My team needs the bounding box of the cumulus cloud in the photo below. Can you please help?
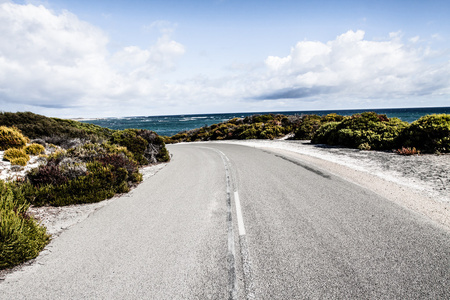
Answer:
[0,2,184,115]
[255,30,450,100]
[0,0,450,116]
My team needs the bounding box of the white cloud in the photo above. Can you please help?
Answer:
[0,3,184,115]
[0,0,450,116]
[258,30,450,99]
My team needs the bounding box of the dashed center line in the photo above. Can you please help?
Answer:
[234,191,245,235]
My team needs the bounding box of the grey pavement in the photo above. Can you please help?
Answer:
[0,143,450,299]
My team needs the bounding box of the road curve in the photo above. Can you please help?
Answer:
[0,143,450,299]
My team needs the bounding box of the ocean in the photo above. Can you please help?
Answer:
[81,107,450,136]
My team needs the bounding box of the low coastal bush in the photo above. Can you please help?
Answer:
[311,112,409,150]
[398,114,450,153]
[3,148,30,166]
[165,114,299,143]
[396,147,420,155]
[110,129,170,165]
[294,114,345,140]
[0,180,50,269]
[0,112,113,145]
[22,162,125,206]
[0,126,29,151]
[24,143,45,155]
[23,143,142,206]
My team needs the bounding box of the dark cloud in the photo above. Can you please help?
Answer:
[254,86,333,100]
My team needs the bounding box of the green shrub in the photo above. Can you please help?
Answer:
[0,181,50,269]
[0,112,113,144]
[312,112,408,150]
[25,143,45,155]
[294,115,322,140]
[11,157,28,167]
[397,114,450,153]
[3,148,30,165]
[23,162,118,206]
[0,126,29,151]
[111,129,149,165]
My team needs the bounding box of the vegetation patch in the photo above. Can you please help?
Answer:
[0,180,50,269]
[166,114,300,143]
[311,112,409,150]
[0,123,29,151]
[25,143,45,155]
[398,114,450,153]
[0,112,170,269]
[3,148,30,166]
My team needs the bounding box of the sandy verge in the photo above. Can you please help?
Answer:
[224,140,450,231]
[0,163,167,282]
[28,163,167,238]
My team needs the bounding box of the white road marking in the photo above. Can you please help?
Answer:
[234,191,245,235]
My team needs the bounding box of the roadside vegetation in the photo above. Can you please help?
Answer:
[165,112,450,155]
[0,112,170,269]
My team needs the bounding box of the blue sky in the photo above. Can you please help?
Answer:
[0,0,450,117]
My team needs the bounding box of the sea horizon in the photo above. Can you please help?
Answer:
[81,107,450,136]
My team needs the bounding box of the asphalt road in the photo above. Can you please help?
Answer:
[0,143,450,299]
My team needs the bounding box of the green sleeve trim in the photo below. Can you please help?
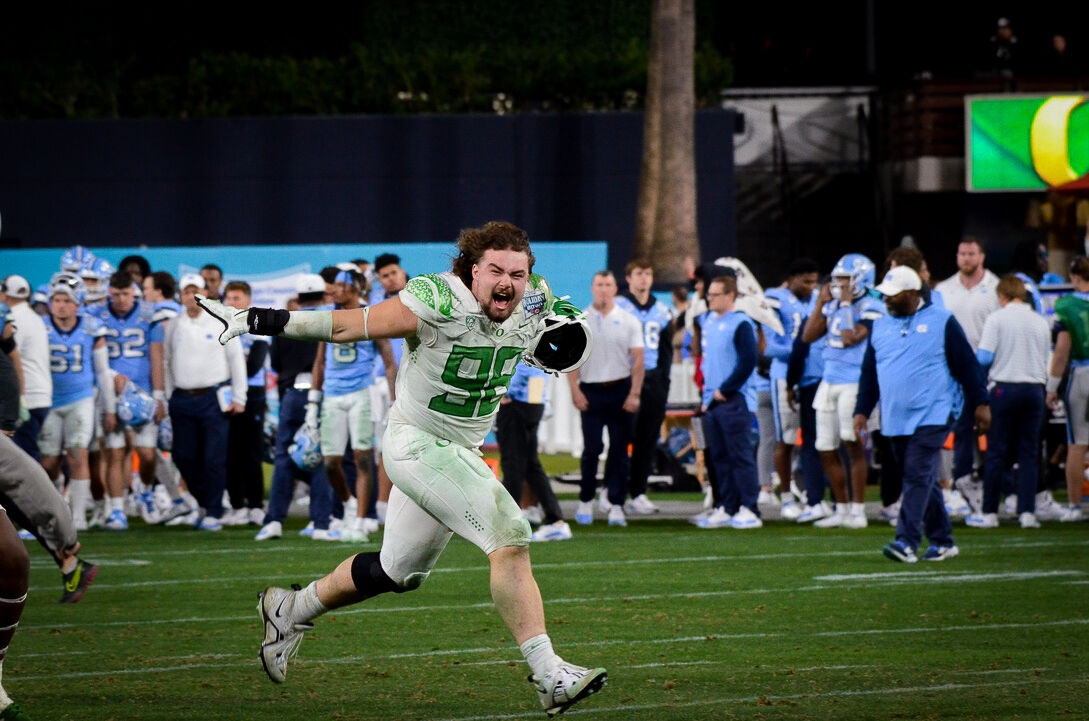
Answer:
[405,273,454,318]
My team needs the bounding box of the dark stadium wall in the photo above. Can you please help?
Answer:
[0,110,736,276]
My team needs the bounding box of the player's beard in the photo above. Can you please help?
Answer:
[480,288,519,323]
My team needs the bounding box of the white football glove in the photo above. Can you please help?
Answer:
[196,293,249,345]
[303,390,323,430]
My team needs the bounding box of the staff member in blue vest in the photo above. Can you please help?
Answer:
[855,266,991,563]
[696,276,763,528]
[616,258,673,515]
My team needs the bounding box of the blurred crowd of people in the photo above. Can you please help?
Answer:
[0,240,1089,566]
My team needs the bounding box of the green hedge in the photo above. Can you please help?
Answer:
[0,0,733,118]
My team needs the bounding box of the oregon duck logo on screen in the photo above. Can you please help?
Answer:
[967,95,1089,191]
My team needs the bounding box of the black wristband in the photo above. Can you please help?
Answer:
[246,308,291,335]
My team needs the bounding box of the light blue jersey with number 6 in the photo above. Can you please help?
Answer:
[323,341,375,395]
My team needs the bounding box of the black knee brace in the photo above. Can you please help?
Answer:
[352,552,408,598]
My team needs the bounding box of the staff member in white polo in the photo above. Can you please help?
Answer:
[0,276,53,461]
[162,273,248,530]
[934,237,999,504]
[567,270,644,526]
[965,274,1051,528]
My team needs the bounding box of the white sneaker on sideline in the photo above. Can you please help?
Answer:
[522,505,545,526]
[696,505,733,528]
[1036,491,1063,521]
[842,512,870,528]
[1059,505,1085,523]
[730,505,763,530]
[609,505,627,526]
[953,474,983,513]
[624,493,661,516]
[529,662,609,717]
[813,511,848,528]
[1017,511,1040,528]
[310,528,347,541]
[797,501,832,523]
[756,488,779,508]
[779,498,804,521]
[254,521,283,540]
[257,586,314,684]
[530,518,571,541]
[1002,493,1017,515]
[942,488,971,518]
[598,486,612,513]
[964,513,999,528]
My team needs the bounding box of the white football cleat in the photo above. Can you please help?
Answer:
[257,586,314,684]
[529,663,609,716]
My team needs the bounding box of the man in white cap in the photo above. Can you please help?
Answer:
[855,266,991,563]
[162,273,247,530]
[0,276,53,461]
[254,273,333,540]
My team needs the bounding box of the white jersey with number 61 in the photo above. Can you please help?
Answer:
[390,272,553,449]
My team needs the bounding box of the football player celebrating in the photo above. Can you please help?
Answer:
[198,222,607,716]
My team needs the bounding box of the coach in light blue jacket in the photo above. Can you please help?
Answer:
[855,266,991,563]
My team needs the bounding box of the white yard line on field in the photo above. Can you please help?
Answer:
[13,619,1089,679]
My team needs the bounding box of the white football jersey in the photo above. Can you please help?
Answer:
[390,272,553,449]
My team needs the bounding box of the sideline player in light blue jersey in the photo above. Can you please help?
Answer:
[87,270,167,530]
[307,270,396,541]
[799,253,884,528]
[763,258,820,511]
[615,258,673,515]
[370,253,408,523]
[696,276,763,529]
[140,270,193,525]
[38,272,118,530]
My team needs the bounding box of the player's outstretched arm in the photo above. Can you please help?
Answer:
[196,295,419,344]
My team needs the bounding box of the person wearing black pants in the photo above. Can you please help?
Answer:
[495,364,571,541]
[162,273,247,530]
[616,259,673,515]
[223,281,269,526]
[567,270,644,526]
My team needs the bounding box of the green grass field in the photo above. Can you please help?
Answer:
[3,511,1089,721]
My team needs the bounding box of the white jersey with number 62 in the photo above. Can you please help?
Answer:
[390,272,552,448]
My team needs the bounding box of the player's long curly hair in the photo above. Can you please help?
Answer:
[451,220,537,288]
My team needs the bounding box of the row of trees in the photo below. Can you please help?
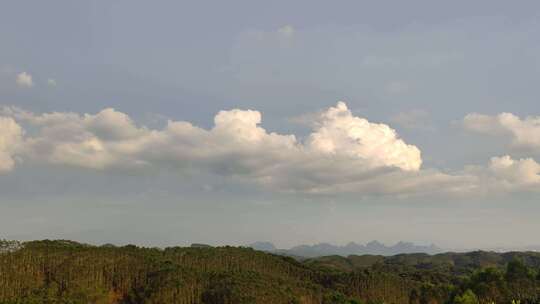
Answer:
[0,241,540,304]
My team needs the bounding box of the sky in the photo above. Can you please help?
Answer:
[0,0,540,249]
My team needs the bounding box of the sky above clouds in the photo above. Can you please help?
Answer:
[0,0,540,248]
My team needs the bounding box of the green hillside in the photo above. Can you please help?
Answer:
[0,240,540,304]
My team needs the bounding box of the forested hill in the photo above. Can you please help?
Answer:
[0,240,540,304]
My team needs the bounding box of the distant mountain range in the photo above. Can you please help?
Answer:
[248,241,444,258]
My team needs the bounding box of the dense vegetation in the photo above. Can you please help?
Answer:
[0,240,540,304]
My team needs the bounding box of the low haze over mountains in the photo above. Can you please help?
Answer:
[249,241,443,257]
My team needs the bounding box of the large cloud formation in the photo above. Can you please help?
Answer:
[0,116,22,173]
[463,113,540,152]
[0,102,540,195]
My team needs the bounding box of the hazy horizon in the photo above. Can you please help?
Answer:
[0,0,540,249]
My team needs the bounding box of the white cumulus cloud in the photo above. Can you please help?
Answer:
[0,102,540,196]
[15,72,34,88]
[0,116,23,173]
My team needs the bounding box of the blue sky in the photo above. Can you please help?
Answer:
[0,1,540,248]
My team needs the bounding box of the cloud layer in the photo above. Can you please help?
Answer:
[0,102,540,195]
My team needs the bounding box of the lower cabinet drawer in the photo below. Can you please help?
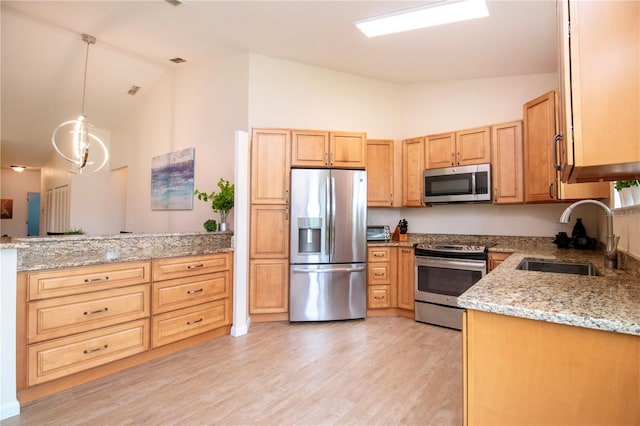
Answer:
[367,285,391,309]
[151,299,231,348]
[27,319,149,386]
[28,284,151,343]
[153,271,231,314]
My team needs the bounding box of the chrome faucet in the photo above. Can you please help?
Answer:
[560,200,620,269]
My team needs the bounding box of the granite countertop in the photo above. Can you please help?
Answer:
[458,244,640,336]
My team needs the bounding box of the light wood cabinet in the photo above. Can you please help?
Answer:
[291,130,367,169]
[367,139,396,207]
[396,247,415,311]
[558,0,640,182]
[249,205,290,259]
[463,310,640,425]
[17,262,151,390]
[27,318,149,386]
[16,252,233,403]
[151,253,233,348]
[249,259,289,314]
[251,129,291,204]
[402,137,425,207]
[523,90,610,203]
[491,121,524,204]
[487,252,511,273]
[426,127,491,169]
[367,246,414,316]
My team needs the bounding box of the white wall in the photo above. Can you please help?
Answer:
[249,54,400,139]
[112,55,249,232]
[398,73,557,139]
[0,169,42,237]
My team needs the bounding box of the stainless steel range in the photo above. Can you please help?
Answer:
[414,243,487,330]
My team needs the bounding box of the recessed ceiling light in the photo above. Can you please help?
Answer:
[353,0,489,37]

======

:: Exercise ::
Please reproduce the entries from the line with "My team needs the bounding box of the white football cleat" up to and including the line with "[38,272,118,530]", requests included, multiplying every bounding box coordinate in the answers by 1.05 and rounding to the nearest whole number, with halves rounded up. Give only those lines.

:: Reply ::
My team needs the bounding box of the white football cleat in the photo above. Can you please help?
Answer:
[270,615,330,718]
[555,696,639,752]
My team needs the bounding box of the man in white cap in the photo above. Can you please help?
Answer:
[898,279,1041,591]
[170,287,259,557]
[0,290,56,484]
[267,287,350,567]
My team needs the bounding box of the white jersey with number 61 in the photo above. Can you please help?
Answer:
[410,286,581,471]
My team needs the bounding box of the football player celebrating in the photo above. Can you please help?
Answer:
[208,233,637,752]
My team needs the bounding box of the coach in light blue jacket in the photo above. Can you please help?
Answer:
[898,279,1041,591]
My team needs the bounding box of the white yard line on field in the photo above. Can you please help?
Answer:
[14,650,1143,713]
My team needs the bounding box of the white football jersey in the photo above. Can you please help?
Answer:
[410,286,581,471]
My team needs the bounding box of the sideline player in light blue jersey in the photo above. Can you please help?
Answer:
[91,284,175,557]
[322,284,416,568]
[839,266,928,554]
[801,271,861,537]
[646,271,707,541]
[389,266,428,549]
[731,290,801,555]
[147,284,203,551]
[40,286,124,557]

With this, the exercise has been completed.